> **REQUIRED ACTION**:
Repeat every entry word for word; omit all pictures.

> **Records from a collection**:
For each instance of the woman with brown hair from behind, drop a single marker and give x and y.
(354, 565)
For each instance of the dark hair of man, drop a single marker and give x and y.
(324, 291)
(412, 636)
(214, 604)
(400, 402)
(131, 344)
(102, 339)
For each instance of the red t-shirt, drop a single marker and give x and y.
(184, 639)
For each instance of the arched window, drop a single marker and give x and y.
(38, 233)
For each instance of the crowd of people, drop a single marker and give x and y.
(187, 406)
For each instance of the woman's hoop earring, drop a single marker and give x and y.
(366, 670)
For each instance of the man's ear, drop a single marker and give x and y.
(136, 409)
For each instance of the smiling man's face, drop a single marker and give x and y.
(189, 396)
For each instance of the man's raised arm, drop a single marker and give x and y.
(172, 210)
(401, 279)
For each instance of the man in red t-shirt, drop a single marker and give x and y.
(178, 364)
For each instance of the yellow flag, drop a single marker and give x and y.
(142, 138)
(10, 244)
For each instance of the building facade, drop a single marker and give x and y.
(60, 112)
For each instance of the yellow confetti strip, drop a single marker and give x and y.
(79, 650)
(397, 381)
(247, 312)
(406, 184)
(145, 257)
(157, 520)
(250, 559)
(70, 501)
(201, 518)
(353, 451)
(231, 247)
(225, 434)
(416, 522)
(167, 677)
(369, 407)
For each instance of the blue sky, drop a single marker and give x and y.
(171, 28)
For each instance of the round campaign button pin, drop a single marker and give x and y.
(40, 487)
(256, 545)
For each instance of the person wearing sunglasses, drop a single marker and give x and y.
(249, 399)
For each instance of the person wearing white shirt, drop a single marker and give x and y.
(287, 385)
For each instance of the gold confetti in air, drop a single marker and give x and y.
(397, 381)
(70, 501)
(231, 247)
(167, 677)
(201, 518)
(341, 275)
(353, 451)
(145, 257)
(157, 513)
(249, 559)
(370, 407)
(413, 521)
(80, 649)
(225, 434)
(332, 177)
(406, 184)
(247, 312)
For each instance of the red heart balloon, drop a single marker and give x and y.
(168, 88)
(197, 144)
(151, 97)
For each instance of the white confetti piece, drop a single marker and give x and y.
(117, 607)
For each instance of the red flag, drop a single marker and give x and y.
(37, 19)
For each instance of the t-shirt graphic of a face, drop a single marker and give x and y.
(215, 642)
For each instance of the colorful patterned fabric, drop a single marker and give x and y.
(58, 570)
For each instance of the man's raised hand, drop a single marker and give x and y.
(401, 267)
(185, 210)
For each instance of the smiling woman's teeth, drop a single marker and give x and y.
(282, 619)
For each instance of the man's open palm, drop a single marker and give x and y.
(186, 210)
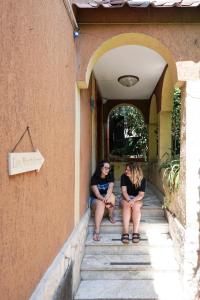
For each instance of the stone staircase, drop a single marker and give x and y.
(143, 271)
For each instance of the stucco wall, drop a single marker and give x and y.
(37, 89)
(85, 148)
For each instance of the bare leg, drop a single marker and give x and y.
(126, 215)
(98, 216)
(110, 214)
(136, 216)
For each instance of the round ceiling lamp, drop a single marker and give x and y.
(128, 80)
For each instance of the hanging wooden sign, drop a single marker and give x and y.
(21, 162)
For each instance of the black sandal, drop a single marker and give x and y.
(135, 237)
(125, 238)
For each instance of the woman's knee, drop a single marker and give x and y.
(137, 206)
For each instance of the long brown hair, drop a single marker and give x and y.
(136, 173)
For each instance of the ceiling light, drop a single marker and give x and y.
(128, 80)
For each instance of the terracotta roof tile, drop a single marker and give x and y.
(135, 3)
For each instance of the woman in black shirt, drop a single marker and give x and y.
(103, 200)
(133, 188)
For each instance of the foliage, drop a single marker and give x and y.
(171, 173)
(134, 124)
(170, 177)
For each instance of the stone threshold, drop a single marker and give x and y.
(52, 284)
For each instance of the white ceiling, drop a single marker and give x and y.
(140, 61)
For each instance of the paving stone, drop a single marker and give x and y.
(143, 271)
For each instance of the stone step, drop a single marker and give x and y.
(165, 288)
(125, 267)
(156, 225)
(146, 213)
(111, 244)
(129, 262)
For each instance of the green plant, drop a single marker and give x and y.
(171, 173)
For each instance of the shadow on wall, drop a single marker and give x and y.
(197, 269)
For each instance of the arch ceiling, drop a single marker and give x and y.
(136, 60)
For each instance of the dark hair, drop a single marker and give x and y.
(97, 173)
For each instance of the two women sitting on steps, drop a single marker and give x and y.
(133, 186)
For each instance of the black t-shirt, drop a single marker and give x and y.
(101, 183)
(131, 189)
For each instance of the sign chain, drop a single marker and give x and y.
(27, 130)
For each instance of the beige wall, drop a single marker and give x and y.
(85, 148)
(37, 89)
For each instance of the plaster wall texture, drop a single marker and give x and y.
(85, 148)
(37, 89)
(182, 40)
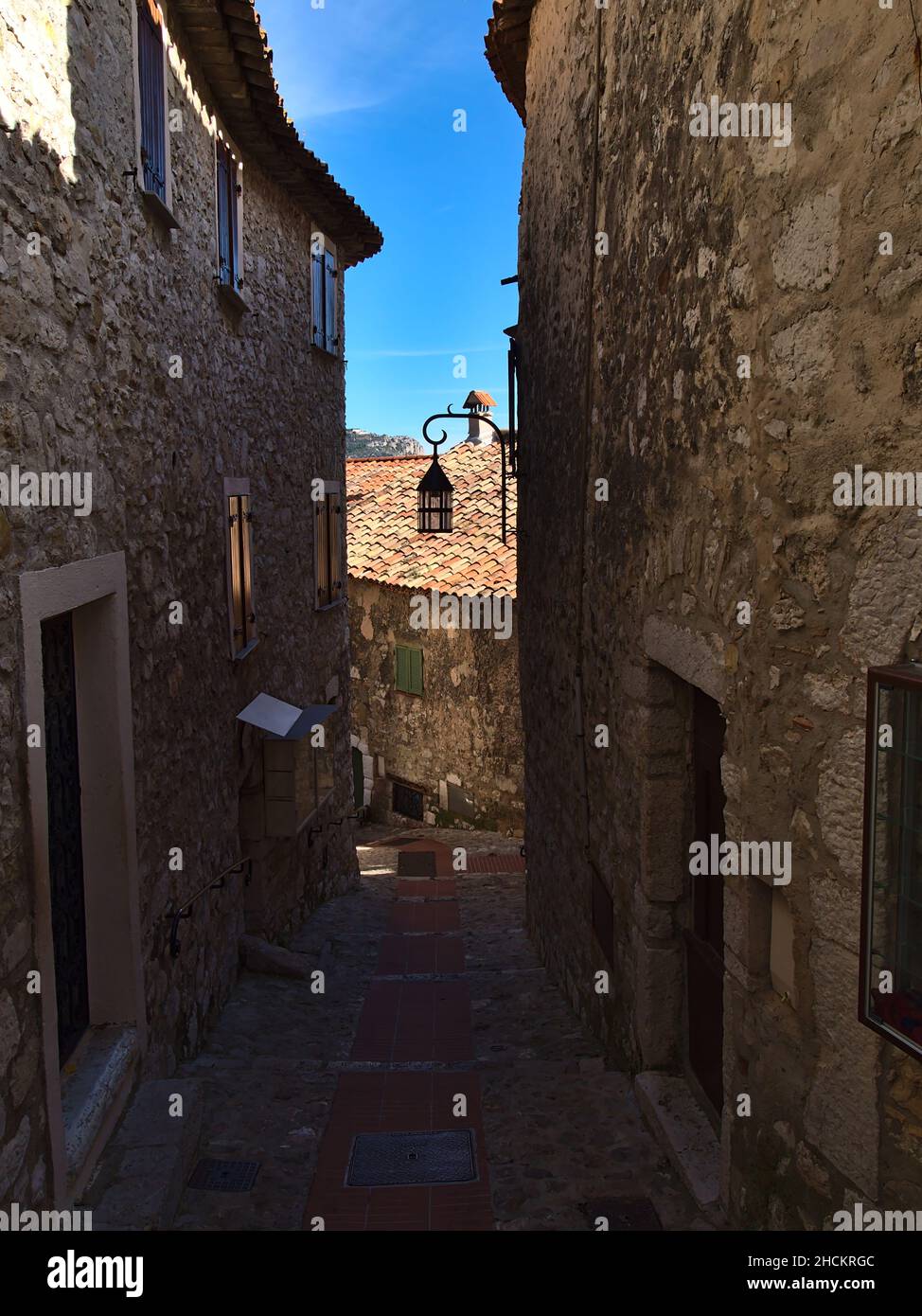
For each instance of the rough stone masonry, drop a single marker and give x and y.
(716, 327)
(98, 306)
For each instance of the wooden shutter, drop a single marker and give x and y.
(246, 562)
(334, 519)
(237, 601)
(152, 111)
(225, 213)
(415, 671)
(331, 337)
(317, 304)
(323, 552)
(402, 668)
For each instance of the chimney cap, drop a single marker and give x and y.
(479, 400)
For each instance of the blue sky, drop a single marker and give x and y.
(372, 87)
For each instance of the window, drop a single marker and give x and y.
(229, 189)
(407, 800)
(891, 996)
(408, 670)
(461, 802)
(151, 86)
(240, 611)
(324, 302)
(299, 775)
(328, 546)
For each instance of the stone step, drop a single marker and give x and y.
(684, 1133)
(145, 1167)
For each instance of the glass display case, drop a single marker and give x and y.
(891, 992)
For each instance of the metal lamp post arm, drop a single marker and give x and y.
(485, 420)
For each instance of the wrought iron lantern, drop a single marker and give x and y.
(434, 495)
(434, 491)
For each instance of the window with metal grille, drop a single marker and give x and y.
(891, 996)
(228, 211)
(152, 104)
(328, 546)
(324, 302)
(461, 802)
(408, 668)
(407, 800)
(239, 560)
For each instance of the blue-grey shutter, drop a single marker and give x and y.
(152, 111)
(317, 334)
(225, 237)
(330, 303)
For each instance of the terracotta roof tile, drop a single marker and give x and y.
(233, 51)
(384, 543)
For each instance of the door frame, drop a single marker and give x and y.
(95, 590)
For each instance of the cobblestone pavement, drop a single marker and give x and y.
(411, 1018)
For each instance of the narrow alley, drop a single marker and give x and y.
(432, 992)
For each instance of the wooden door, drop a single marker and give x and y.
(704, 940)
(68, 918)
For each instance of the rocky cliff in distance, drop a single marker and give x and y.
(361, 442)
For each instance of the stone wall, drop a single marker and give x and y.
(87, 331)
(719, 492)
(466, 729)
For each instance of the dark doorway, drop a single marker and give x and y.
(358, 778)
(704, 940)
(68, 917)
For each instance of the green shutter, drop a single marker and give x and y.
(416, 671)
(402, 667)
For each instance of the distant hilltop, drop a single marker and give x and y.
(361, 442)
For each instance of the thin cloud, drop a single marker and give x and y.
(421, 351)
(347, 57)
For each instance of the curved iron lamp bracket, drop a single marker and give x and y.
(505, 448)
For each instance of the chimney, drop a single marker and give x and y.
(479, 403)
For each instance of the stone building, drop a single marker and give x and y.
(719, 321)
(435, 721)
(171, 384)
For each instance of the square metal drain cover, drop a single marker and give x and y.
(624, 1214)
(416, 863)
(381, 1160)
(223, 1175)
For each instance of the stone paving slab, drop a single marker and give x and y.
(557, 1132)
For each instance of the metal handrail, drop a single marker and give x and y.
(219, 883)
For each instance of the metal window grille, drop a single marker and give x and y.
(330, 583)
(226, 212)
(407, 800)
(152, 110)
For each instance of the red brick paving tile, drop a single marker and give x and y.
(426, 888)
(428, 954)
(496, 863)
(428, 916)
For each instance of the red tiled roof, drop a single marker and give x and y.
(508, 47)
(233, 50)
(384, 543)
(479, 398)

> **FINISHED EXERCISE**:
For each instance of the woman with brown hair from behind, drop a single marker and give x and y.
(354, 565)
For each instance of the dark hair of man, drop a single marker and give x and y.
(324, 291)
(412, 636)
(214, 604)
(400, 402)
(131, 344)
(102, 339)
For each instance of the red t-shirt, drop a single marker and give x and y.
(184, 639)
For each instance of the arched window, drop a single marker and give x and y.
(38, 233)
For each instance of the crowd of people, drop a single marker and give x and y.
(187, 406)
For each instance of the woman's hoop earring, drop a single marker and give x and y.
(366, 670)
For each instance of the man's ear, drop a single marker and give x and y.
(136, 409)
For each instance of the smiling man's face, drop a single marker and give x and y.
(189, 396)
For each instance of the man's raised arm, drop a single marker and give x and y.
(172, 210)
(401, 279)
For each instance of the man in red t-shirt, drop a single marker and give x and y.
(178, 364)
For each instance of the yellow flag, drop a single marker and give x and y.
(142, 138)
(10, 244)
For each instance of the building facade, drop a single marker and give x and y.
(60, 112)
For each instance of the yellow confetti strip, drop a single marker and give x and y.
(79, 650)
(397, 381)
(247, 312)
(406, 184)
(145, 257)
(157, 520)
(250, 559)
(70, 501)
(201, 518)
(353, 451)
(231, 247)
(225, 434)
(416, 522)
(167, 677)
(369, 407)
For each instance of the blue sky, drop a single marker and give x and y.
(171, 28)
For each instance of the round campaign button pin, drop a single marker and give x and y.
(40, 487)
(256, 545)
For each instance of the person wearing sunglasses, drop a single marker and give x and y.
(249, 399)
For each instance of the person wearing white shirt, drop a single marker and give x and y.
(287, 385)
For each instance of the gold confetti in air, drop a single marker and give x and y.
(397, 381)
(70, 501)
(231, 247)
(167, 677)
(201, 518)
(341, 275)
(353, 451)
(145, 257)
(157, 513)
(249, 559)
(370, 407)
(413, 521)
(80, 649)
(225, 434)
(332, 177)
(406, 184)
(247, 312)
For each instance of the red heart balloon, drop a single marker and give x and y.
(168, 88)
(197, 144)
(151, 97)
For each instance of the white confetti piece, drop a single marker and give x and y.
(117, 607)
For each instance of the red flag, drop a single marker and give x and y.
(37, 19)
For each instance of the t-shirt graphic of a face, drop a single marker and give x and y.
(215, 642)
For each instance of the colorful patterned fabric, drop a single marker and give x and y.
(58, 570)
For each instance of the man's raised hand, drop a single marker and give x and y.
(401, 267)
(185, 210)
For each instance of the smiling woman's teeth, drop a single marker and give x and y.
(282, 619)
For each instance of the man's open palm, drop a single marker and give x and y.
(186, 210)
For each instance of the stone staircase, drop a single marker and give x and y.
(143, 271)
For each instance of the stucco wall, drop a single marker and give x and y.
(37, 89)
(85, 148)
For each instance of the bare leg, drop a single marker and give x and y.
(126, 215)
(98, 216)
(110, 214)
(136, 216)
For each instance of the round ceiling lamp, drop a single marker and give x and y.
(128, 80)
For each instance of the hanging wooden sign, drop a single marker and give x and y.
(21, 162)
For each instance of the black sandal, drop a single marker and give x and y.
(135, 237)
(125, 238)
For each instance of the woman's knee, drop a single marker and give x and y.
(137, 206)
For each instance of the long brown hair, drop a single marker and give x and y.
(136, 173)
For each instance of the ceiling light, drop a single marker and give x and y.
(128, 80)
For each instance of the terracotta roof tile, drop a single marker and give x and y.
(135, 3)
For each instance of the woman in black shirt, drop a single marker and give x and y.
(103, 200)
(133, 188)
For each instance of the foliage, drop a single marker and give x and y.
(171, 173)
(134, 124)
(170, 177)
For each instance of the stone threshold, drop a single marker and give x and y.
(52, 284)
For each instance of the white ceiling, drop a single marker and give x and y.
(140, 61)
For each instance of the paving stone, drop a single marker and give x and y.
(143, 271)
For each instance of the stone step, drop a single marker and give x and y.
(165, 288)
(125, 267)
(156, 225)
(146, 213)
(111, 244)
(129, 262)
For each instance of the green plant, drop a single marker and give x and y.
(171, 173)
For each instance of the shadow on wall, drop a single marker and give x and y.
(197, 269)
For each instance of the arch ceiling, drop a single marker and give x and y.
(136, 60)
For each instance of the dark hair, drop a single marker and give x and y.
(97, 173)
For each instance of the two women sitting on steps, drop a single marker and give x and y.
(133, 186)
For each instance of the black t-shirt, drop a single marker and give x and y.
(101, 183)
(131, 189)
For each instance of the sign chain, drop a single marker and give x and y.
(27, 130)
For each instance of the beige wall, drop a single marker and give x and y.
(85, 148)
(37, 89)
For each instance of the plaster wall texture, drop a single marker and give x and y.
(85, 148)
(37, 89)
(182, 40)
For each instance of the rough stone masonry, drop a single marker and give x and y.
(716, 327)
(98, 306)
For each instance of the wooden shutter, drop a single marker and give x and y.
(246, 562)
(334, 519)
(237, 601)
(152, 111)
(225, 213)
(415, 671)
(331, 337)
(317, 304)
(323, 552)
(402, 668)
For each instance of the chimney cap, drop a single marker and give x and y.
(479, 400)
For each instance of the blue sky, drop a single marker and give x and y.
(372, 87)
For each instance of the window, drop a single marker and give x and y.
(229, 189)
(407, 800)
(891, 996)
(408, 670)
(461, 802)
(151, 86)
(240, 611)
(324, 302)
(299, 775)
(328, 546)
For each instance of the stone step, drop a single marker and give x and y.
(684, 1133)
(145, 1167)
For each instance of the glass display case, drop a single marker and give x and y.
(891, 992)
For each instance of the metal lamp post arm, drop a single marker and give x and y.
(485, 420)
For each instance of the wrought iron lantern, drop a single marker and give x and y.
(434, 495)
(434, 491)
For each instance of the window with metal grille, drop a single marker and give x and y.
(891, 996)
(228, 211)
(152, 104)
(328, 546)
(324, 302)
(461, 802)
(408, 668)
(407, 800)
(239, 560)
For each instance of the blue-grey shutter, drop a single marker and give x and y.
(152, 111)
(317, 334)
(225, 237)
(330, 303)
For each instance of the terracotta roof tile, drop a single marker and give x and y.
(233, 51)
(384, 543)
For each instance of the door frame, drop a single marker and give x and y.
(95, 590)
For each instance of the cobblestone pavement, drop a single marker and give x and y.
(411, 1018)
For each instance of the narrow alley, drop a single marker and give x and y.
(432, 992)
For each instance of the wooden door, drop a single marker and give x and y.
(704, 940)
(68, 918)
For each instance of the rocky cliff in distance, drop a single marker and give x and y.
(361, 442)
For each instance of the stone wall, drop a single marker and give x and y.
(87, 331)
(719, 492)
(466, 729)
For each instance of the dark doorway, drop a single marker and give x and y.
(358, 778)
(704, 940)
(68, 917)
For each instance of the green shutter, drop a single marker and give x and y.
(416, 671)
(402, 667)
For each instance of the distant hilltop, drop a single marker and give x and y.
(361, 442)
For each instance of the thin cloud, drop a single marker and give x and y.
(421, 351)
(347, 57)
For each instance of the curved iron lamp bracket, drop a single marker and give x and y.
(505, 448)
For each instance of the chimney, drop a single marker and give x and y.
(479, 403)
For each instance of the stone building, drop a single marker and give x and y.
(719, 321)
(435, 721)
(171, 384)
For each instance of the square metal drain cover, drop a single marker and give x and y.
(624, 1214)
(416, 863)
(381, 1160)
(223, 1175)
For each instance of the stone paving slab, drop a single marker and give x and y.
(557, 1132)
For each instance of the metal handrail, drop a single marker and give x and y.
(219, 883)
For each instance of the metal window grille, drop a single marker and give x and y.
(330, 583)
(226, 212)
(407, 800)
(152, 110)
For each instance of the red brick paving tile, drop a single marker and give x and y.
(426, 888)
(428, 954)
(496, 863)
(428, 916)
For each instance of the red tiled roof, drop a single marker and give x and y.
(508, 47)
(233, 50)
(384, 543)
(479, 398)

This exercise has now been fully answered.